──────── Extract ────────

ADR 0014: File-scoped fast plan/apply

Context

ADR 0007 fixes the apply-side lock bottleneck: two operators with disjoint write sets can apply to the same state concurrently. The current v2 path still depends on Terraform to produce the initial plan for the full configuration:

kl plan <config-dir>
kl apply --plan-spec kl-plan.json

For large customers, this is only half the problem. A 50k- or 100k-resource state can spend a long time in terraform plan even when the operator changed one file and expects one resource or one module to move. Refresh can be disabled or moved out of band by ADR 0006, but Terraform still loads the whole configuration, builds the graph, expands resources, compares many no-op instances, and emits a huge plan JSON so Kilolock can discover a tiny write set.

The product goal for hosted Kilolock is stronger:

kl plan  -f database.tf --out database.igplan
kl apply database.igplan

# convenience form
kl apply -f database.tf

The operator should be able to say: "this file is my intended change boundary." Kilolock should derive the affected resources, build the smallest safe Terraform workspace and state slice, acquire row-level reservations, run Terraform only over that slice, and commit the result back to the shared trunk. The HCL file remains ordinary Terraform. When it is later committed and pushed, vanilla Terraform over the full repository must still see normal Terraform semantics.

This ADR defines the desired state and development path for that feature.

Decision

Kilolock will add file-scoped plan/apply: a fast path that starts from one or more .tf files instead of a full-repository Terraform plan.

──────── Supplied information ────────

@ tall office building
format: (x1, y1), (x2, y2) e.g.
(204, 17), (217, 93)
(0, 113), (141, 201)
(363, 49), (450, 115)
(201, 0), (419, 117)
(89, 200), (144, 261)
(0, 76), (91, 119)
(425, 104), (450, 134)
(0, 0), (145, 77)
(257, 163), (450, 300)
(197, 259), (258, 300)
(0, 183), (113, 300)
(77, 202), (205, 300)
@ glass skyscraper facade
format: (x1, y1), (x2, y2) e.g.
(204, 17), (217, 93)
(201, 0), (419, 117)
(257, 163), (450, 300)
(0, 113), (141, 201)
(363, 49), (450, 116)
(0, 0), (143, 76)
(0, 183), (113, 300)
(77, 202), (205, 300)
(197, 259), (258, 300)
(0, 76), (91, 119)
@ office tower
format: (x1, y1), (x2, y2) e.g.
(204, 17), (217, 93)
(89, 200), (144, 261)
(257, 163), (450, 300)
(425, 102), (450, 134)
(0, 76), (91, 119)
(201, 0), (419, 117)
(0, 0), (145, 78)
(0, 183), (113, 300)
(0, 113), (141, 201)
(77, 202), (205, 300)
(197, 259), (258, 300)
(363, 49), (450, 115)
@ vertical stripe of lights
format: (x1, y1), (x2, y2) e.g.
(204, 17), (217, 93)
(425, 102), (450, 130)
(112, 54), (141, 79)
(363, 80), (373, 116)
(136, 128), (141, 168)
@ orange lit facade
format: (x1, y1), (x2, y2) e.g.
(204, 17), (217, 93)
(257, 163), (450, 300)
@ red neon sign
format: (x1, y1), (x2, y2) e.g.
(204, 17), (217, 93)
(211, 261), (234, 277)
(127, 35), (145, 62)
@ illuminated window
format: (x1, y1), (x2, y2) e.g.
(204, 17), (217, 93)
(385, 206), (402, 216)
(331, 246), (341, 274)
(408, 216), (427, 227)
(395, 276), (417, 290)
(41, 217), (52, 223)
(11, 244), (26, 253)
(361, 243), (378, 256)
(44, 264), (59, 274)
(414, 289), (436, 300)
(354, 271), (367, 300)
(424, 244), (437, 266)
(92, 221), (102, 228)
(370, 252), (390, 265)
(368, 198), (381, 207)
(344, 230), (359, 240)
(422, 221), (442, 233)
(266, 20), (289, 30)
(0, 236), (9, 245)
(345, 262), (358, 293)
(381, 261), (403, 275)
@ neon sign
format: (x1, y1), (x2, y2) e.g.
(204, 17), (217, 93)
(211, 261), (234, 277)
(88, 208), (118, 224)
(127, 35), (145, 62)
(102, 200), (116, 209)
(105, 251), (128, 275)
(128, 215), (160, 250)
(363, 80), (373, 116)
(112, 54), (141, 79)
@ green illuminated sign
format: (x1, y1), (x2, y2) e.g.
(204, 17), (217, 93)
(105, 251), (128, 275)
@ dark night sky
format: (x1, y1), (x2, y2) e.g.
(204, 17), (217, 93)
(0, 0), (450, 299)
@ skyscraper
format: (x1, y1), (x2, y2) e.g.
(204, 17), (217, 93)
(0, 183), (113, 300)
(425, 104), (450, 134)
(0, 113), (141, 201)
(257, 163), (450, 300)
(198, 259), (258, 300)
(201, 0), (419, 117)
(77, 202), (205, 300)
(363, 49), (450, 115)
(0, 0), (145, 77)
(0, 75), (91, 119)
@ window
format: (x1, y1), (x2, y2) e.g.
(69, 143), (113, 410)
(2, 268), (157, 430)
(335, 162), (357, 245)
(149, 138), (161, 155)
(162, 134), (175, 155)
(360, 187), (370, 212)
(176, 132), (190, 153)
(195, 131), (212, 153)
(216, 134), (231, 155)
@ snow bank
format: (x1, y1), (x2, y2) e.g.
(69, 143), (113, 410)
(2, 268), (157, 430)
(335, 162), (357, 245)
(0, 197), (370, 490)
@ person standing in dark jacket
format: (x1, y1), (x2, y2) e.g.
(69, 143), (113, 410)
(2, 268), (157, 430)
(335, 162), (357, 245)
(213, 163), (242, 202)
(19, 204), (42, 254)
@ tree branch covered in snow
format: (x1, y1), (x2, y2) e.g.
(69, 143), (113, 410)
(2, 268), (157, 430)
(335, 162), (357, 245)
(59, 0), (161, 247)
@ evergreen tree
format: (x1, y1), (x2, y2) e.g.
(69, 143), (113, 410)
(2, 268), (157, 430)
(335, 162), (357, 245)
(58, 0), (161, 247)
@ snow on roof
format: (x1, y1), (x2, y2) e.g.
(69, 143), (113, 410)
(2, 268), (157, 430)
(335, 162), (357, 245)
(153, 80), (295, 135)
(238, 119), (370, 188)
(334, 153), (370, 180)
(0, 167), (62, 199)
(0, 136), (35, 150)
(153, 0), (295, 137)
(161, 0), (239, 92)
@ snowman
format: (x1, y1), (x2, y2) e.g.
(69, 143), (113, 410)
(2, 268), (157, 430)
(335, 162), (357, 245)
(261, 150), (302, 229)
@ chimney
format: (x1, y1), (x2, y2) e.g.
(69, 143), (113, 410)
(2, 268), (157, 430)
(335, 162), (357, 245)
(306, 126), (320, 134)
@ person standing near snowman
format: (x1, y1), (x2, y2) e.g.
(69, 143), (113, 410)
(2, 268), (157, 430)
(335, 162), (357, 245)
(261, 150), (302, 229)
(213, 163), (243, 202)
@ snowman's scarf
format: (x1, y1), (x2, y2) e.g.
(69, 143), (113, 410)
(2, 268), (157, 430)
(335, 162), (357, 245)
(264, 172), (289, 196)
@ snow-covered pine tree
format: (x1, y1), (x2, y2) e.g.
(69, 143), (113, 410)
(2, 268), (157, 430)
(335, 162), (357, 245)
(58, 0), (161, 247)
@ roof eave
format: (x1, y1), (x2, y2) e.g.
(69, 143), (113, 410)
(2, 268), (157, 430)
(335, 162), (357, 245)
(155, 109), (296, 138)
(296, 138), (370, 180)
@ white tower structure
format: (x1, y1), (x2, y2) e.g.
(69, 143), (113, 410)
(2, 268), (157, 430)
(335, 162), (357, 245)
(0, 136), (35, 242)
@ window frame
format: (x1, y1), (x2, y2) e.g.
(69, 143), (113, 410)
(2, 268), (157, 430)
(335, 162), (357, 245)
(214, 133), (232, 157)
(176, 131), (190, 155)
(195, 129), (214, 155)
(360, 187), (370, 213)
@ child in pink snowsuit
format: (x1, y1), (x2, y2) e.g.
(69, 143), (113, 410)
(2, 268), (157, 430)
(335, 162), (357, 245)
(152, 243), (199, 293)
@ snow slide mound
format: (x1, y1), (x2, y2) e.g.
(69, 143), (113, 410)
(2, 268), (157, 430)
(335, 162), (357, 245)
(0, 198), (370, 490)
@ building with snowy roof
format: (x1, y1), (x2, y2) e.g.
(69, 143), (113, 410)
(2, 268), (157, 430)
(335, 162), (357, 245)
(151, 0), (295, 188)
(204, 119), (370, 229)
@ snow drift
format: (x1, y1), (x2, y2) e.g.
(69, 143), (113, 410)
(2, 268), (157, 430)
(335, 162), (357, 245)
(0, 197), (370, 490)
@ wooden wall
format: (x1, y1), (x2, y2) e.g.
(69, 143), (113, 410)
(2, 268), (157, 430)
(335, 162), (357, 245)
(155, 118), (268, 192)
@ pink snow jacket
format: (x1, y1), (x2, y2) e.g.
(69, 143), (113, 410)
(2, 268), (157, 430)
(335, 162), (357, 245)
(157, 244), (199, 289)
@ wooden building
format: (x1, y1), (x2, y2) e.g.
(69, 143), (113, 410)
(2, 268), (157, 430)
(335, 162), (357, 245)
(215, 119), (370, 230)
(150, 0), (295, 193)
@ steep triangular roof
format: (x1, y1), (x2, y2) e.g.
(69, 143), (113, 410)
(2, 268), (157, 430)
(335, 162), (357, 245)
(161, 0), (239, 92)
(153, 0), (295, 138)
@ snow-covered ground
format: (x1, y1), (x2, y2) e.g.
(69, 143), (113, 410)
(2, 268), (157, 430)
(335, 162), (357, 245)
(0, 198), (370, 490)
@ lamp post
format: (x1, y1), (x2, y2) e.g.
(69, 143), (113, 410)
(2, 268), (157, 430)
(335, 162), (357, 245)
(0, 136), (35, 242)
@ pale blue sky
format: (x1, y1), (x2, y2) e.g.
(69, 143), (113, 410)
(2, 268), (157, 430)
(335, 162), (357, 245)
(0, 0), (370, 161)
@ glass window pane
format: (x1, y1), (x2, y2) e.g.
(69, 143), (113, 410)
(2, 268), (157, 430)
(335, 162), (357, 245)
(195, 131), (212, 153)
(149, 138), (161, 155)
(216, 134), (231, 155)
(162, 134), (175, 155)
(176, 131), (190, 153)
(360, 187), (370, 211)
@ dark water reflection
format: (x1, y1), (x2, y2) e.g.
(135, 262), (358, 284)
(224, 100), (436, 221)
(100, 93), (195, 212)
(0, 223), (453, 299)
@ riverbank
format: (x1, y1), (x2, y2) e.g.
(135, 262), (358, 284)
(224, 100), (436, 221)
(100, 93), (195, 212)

────────

» **Brief A**
Repeat the ADR's wording from "# convenience form" to "full-repository Terraform plan.".
» **Brief B**
Summarize the ADR in two sentences.
» **Brief C**
According to the ADR, what must vanilla Terraform still see when the HCL file is later committed and pushed?
The lines after the ADR are separate material unrelated to it.

» **Task result A**
# convenience form
kl apply -f database.tf

The operator should be able to say: "this file is my intended change boundary." Kilolock should derive the affected resources, build the smallest safe Terraform workspace and state slice, acquire row-level reservations, run Terraform only over that slice, and commit the result back to the shared trunk. The HCL file remains ordinary Terraform. When it is later committed and pushed, vanilla Terraform over the full repository must still see normal Terraform semantics.

This ADR defines the desired state and development path for that feature.

Decision

Kilolock will add file-scoped plan/apply: a fast path that starts from one or more .tf files instead of a full-repository Terraform plan.

» **Task result B**
ADR 0007 lets operators with disjoint write sets apply to the same state concurrently, but a large state can still spend a long time in a full terraform plan even when the operator changed only one file. The ADR decides that Kilolock will add file-scoped plan/apply, a fast path that starts from one or more .tf files, derives the affected resources, and runs Terraform only over the smallest safe workspace and state slice.

» **Task result C**
Normal Terraform semantics over the full repository.